Requirement:
Set every record down verbatim and omit the pictures.

Given information:

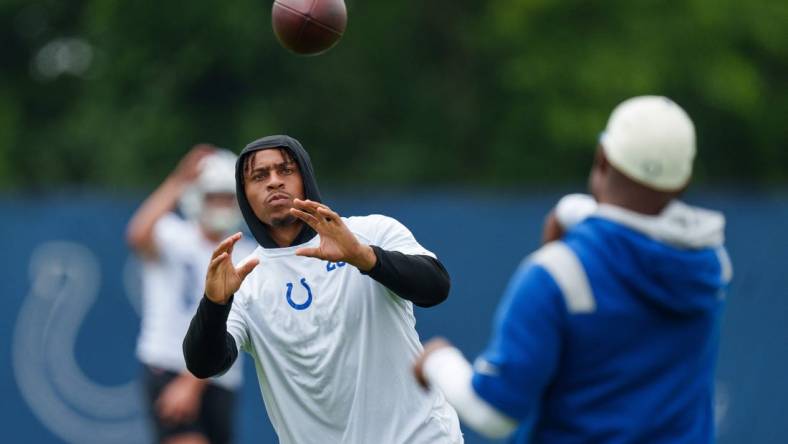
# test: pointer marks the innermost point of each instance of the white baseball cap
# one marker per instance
(217, 175)
(651, 140)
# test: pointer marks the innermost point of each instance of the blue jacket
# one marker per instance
(610, 336)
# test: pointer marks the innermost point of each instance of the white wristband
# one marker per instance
(447, 370)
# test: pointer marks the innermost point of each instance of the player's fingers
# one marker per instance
(311, 220)
(245, 268)
(216, 262)
(328, 214)
(309, 252)
(225, 244)
(311, 206)
(304, 205)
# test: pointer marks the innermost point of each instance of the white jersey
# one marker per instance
(172, 286)
(334, 348)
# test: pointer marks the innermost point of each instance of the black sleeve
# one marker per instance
(418, 278)
(208, 348)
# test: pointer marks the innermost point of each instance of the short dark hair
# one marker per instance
(249, 160)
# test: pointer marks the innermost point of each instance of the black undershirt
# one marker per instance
(210, 350)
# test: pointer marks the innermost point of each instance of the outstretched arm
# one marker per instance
(418, 278)
(139, 233)
(208, 348)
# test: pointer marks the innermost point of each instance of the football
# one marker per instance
(309, 27)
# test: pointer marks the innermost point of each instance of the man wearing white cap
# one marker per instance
(609, 332)
(175, 252)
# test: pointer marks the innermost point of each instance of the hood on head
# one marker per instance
(311, 191)
(676, 259)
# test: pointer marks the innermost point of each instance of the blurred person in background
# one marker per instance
(175, 252)
(327, 314)
(609, 332)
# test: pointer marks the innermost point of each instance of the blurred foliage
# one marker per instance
(448, 92)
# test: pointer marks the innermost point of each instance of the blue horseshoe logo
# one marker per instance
(308, 301)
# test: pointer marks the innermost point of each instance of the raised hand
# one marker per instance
(223, 278)
(188, 168)
(337, 242)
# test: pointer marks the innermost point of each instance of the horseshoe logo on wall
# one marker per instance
(64, 285)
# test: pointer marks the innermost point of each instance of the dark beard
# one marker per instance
(280, 222)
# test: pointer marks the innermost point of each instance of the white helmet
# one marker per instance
(217, 175)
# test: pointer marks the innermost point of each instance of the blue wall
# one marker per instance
(69, 325)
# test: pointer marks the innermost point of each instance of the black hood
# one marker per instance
(311, 192)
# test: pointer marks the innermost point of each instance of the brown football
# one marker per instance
(309, 26)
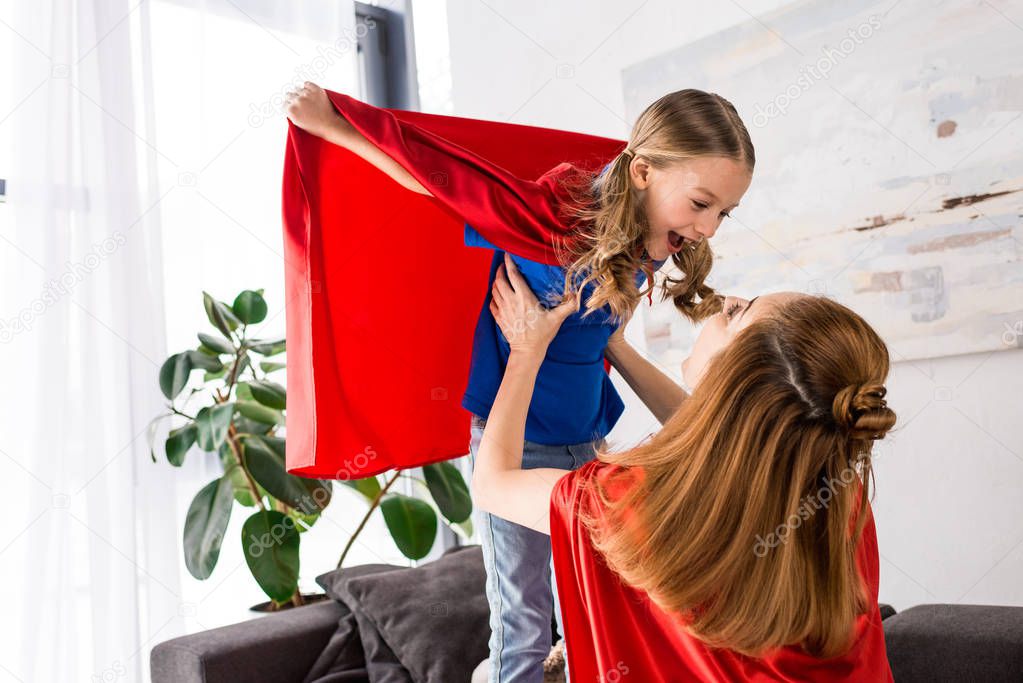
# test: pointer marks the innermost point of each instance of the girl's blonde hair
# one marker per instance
(608, 247)
(787, 412)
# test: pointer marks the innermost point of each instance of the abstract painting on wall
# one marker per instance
(889, 169)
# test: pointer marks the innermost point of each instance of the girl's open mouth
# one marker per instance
(675, 239)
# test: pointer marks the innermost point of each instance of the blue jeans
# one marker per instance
(521, 589)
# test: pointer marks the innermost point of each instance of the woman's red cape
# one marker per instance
(614, 632)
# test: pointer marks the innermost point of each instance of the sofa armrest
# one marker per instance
(279, 647)
(955, 642)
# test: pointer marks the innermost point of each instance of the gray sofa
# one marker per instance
(935, 643)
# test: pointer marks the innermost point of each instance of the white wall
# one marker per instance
(948, 503)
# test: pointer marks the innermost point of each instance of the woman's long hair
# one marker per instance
(608, 249)
(729, 526)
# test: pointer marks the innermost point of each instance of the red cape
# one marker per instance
(382, 296)
(615, 632)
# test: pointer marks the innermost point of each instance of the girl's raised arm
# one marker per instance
(310, 109)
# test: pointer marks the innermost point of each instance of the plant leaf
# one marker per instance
(270, 544)
(212, 423)
(178, 443)
(268, 393)
(367, 486)
(174, 374)
(220, 315)
(217, 344)
(267, 348)
(205, 526)
(250, 307)
(233, 471)
(266, 465)
(449, 491)
(260, 413)
(412, 525)
(205, 361)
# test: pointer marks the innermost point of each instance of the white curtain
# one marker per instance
(82, 342)
(146, 144)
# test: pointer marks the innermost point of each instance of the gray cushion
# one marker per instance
(280, 647)
(434, 618)
(356, 651)
(938, 643)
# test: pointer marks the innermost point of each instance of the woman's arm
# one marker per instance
(657, 390)
(310, 109)
(500, 486)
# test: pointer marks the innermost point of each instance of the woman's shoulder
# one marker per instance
(613, 477)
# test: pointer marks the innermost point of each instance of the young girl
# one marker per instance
(688, 163)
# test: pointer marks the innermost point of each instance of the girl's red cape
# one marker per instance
(382, 293)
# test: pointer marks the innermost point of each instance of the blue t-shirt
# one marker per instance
(574, 400)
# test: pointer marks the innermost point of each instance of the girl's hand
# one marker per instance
(527, 325)
(310, 109)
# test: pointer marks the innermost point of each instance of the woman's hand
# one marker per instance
(618, 336)
(310, 109)
(527, 325)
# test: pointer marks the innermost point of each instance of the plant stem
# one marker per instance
(231, 436)
(372, 506)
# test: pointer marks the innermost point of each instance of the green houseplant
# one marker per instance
(240, 412)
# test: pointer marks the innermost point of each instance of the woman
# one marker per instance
(729, 546)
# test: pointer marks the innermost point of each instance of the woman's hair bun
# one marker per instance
(861, 411)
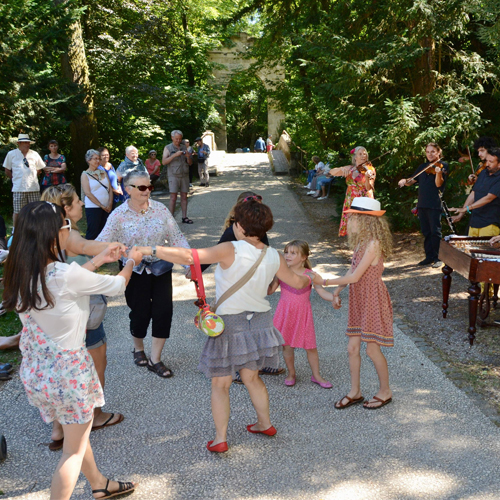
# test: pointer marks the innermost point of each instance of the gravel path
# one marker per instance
(431, 443)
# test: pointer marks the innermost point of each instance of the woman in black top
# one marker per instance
(429, 203)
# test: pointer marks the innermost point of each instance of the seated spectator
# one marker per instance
(153, 166)
(56, 166)
(260, 145)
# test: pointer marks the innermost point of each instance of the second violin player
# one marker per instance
(430, 183)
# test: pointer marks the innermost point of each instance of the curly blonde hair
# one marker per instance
(62, 195)
(230, 216)
(371, 228)
(303, 249)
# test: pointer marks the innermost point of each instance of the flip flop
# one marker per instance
(381, 401)
(350, 402)
(108, 424)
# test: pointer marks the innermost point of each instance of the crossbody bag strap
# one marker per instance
(242, 281)
(105, 187)
(196, 275)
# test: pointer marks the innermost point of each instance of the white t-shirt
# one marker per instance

Response to this exercise:
# test: pointer marks the innermost point of each instance of the white baseball cap
# one marker per instance
(217, 175)
(651, 140)
# test: pointer marks the innermost point of each instance of the blue jacket
# one marker per instance
(610, 336)
# test: pointer marks the innermost point of each instance of the white wristband
# one marker per instance
(447, 370)
# test: pointer marks the innermost point of each instance of the player's fingers
# one marker per instance
(311, 220)
(245, 268)
(216, 262)
(328, 214)
(309, 252)
(225, 244)
(311, 206)
(304, 205)
# test: pointer marks the innermost point of each instance of the white jersey
# one marker per instance
(172, 286)
(334, 348)
# test: pointer marks the innermost point of each instance of the black sleeve
# one marker per instance
(418, 278)
(208, 348)
# test: pointer marks the innermost point of each instance of the short dark hair
# one marker per instance
(249, 160)
# test: pointer marks the innermost point of each instance of the black undershirt
# one marker per instance
(210, 350)
# test: pointer marks the innermost point of each instance of the outstretched arm
# one marker per instance
(418, 278)
(139, 233)
(208, 348)
# test: pointer marks the innermost point of each instance of the football
# one marker per instance
(309, 27)
# test: pointer marks the innermost point of each instance of the man wearing white cap
# one marker per instance
(609, 332)
(175, 252)
# test: pointer marks the innermost point of each instance of the hood on head
# one marker per instance
(311, 191)
(676, 259)
# test: pointer marks the innermost point of each instance of the blurred person in background
# one marker per instance
(175, 252)
(327, 314)
(609, 332)
# test: pointer marks the innermost point of each instance of the blurred foliage
# one marker per instance
(448, 92)
# test: pointer marks the innermost point of each instance of the blue horseshoe logo
# one marker per instance
(308, 301)
# test: pointer marks the innermost point of each instance of the raised hand
# one marker per instance
(223, 278)
(188, 168)
(337, 242)
# test: pointer marks the innermost point of each instance of the horseshoe logo on wall
# one marker per instance
(64, 285)
# test: pointer marks the innermost point of each instance of the dark beard
# one marker per instance
(280, 222)
# test: pointer marks the innermost point of each instance of the white helmet
# one marker per instance
(217, 175)
# test: pointer marks the innermost point of each instance of the blue wall
# one marker per instance
(69, 325)
# test: pointer marks the innermost point of each instance of the black hood
# one marker per instance
(311, 192)
# test: pointer marks the innermost point of each instance of the brown football
# one marker per instance
(309, 26)
# test: pointer marks the innermost point of each instance of the girl's blonde hair
# one marker per instance
(608, 247)
(787, 412)
# test: pointer marks the innermost point of each instance of the abstract painting on wall
# one marker per instance
(889, 169)
# test: pointer marks the innermost point of each instance of the girl's open mouth
# one marker per instance
(675, 239)
# test: pointer marks the innermost point of each instance of the blue jeans
# one marker per instance
(521, 589)
# test: pointer marks the innermost point of each instance of the woman's red cape
# one marker per instance
(614, 632)
# test: pointer marks the innermost point of each instance of the sofa armrest
# one marker per instance
(279, 647)
(955, 642)
# test: pointer marks the innermost point of each instance of the gray sofa
# one marker per instance
(935, 643)
# test: pointer marks the innermost point of each instance of the white wall
# one marker per instance
(948, 503)
# test: pointer marks the innermost point of each instance of the woman's long hair
# one marker per instance
(608, 249)
(729, 526)
# test: pointer marks the innermost point of each instance of the red cape
# one marker per instance
(382, 296)
(615, 632)
# test: pointer marks the innermost point of each instance of the girl's raised arm
# one marker per instance
(310, 109)
# test: pointer marks the innermost point of each instance of the plant leaf
# one marker per instance
(270, 544)
(212, 423)
(178, 443)
(268, 393)
(367, 486)
(174, 374)
(220, 315)
(217, 344)
(267, 348)
(205, 526)
(250, 307)
(233, 471)
(266, 465)
(449, 491)
(260, 413)
(412, 525)
(205, 361)
# test: pointer marks the innermost point of each instance of the white curtain
# one marker per instance
(82, 342)
(146, 144)
# test: pointer marks the innermost point of each instance of the gray cushion
# one marker per instance
(280, 647)
(434, 618)
(356, 651)
(938, 643)
# test: pointer marks the innermost point of each instance of the woman's arm
# one marker per instance
(657, 390)
(310, 109)
(500, 486)
# test: pointer marks the innermost point of each instance of the woman's shoulder
# one marker per instance
(613, 477)
# test: pointer marks the innermost point of each instance of the young girl
# one marker per instance
(688, 163)
# test: pointer marks the innermost point of each instance of the girl's red cape
# one marker per instance
(382, 293)
# test: pointer marks the innermost point of each instance of the blue t-shirt
# one marker per instance
(574, 400)
# test: pointer marks the innermost point of each instance of the girl's hand
# one marker per instance
(527, 325)
(310, 109)
# test: pointer marks the innermost point of each instance of the woman's hand
# one marker per instance
(618, 336)
(310, 109)
(527, 325)
# test: pointer marks the innermost point of each instance of the plant stem
# one marker per instance
(231, 436)
(372, 506)
# test: pointer marks the innermost point of each instance of the green houseplant
# one marker per instance
(240, 412)
# test: pointer marks the innermost point of each instance of the woman
# one marker per instance
(729, 546)
# test: pointer marks the innermost point of each instance of the woman's hair bun
# one marker per instance
(861, 411)
# test: pointer marks the innermost point of each instance of the gravel path
# one marker per instance
(431, 443)
# test: pointer marks the innermost point of each instance of the woman in black top
# one marker per instance
(429, 203)
# test: pointer marks the innermost point of each instance of the seated spectator
# one marker per instance
(153, 166)
(56, 166)
(260, 145)
# test: pointer marks the innermost point of each instance of the second violin player
# one marker per instance
(430, 183)
# test: pointer marks the innermost point of each instance of the curly blonde hair
# one marker per instance
(62, 195)
(230, 216)
(371, 228)
(303, 249)
# test: pointer marks the innermost point of each instance of the flip flop
# one marker per instance
(381, 401)
(350, 402)
(108, 424)
# test: pointer marks the innermost point of each instance of the crossbody bag strap
# one marker per instance
(242, 281)
(105, 187)
(196, 275)
# test: pointer marks the innermost point of each instance of the white t-shirt
# one marker per instance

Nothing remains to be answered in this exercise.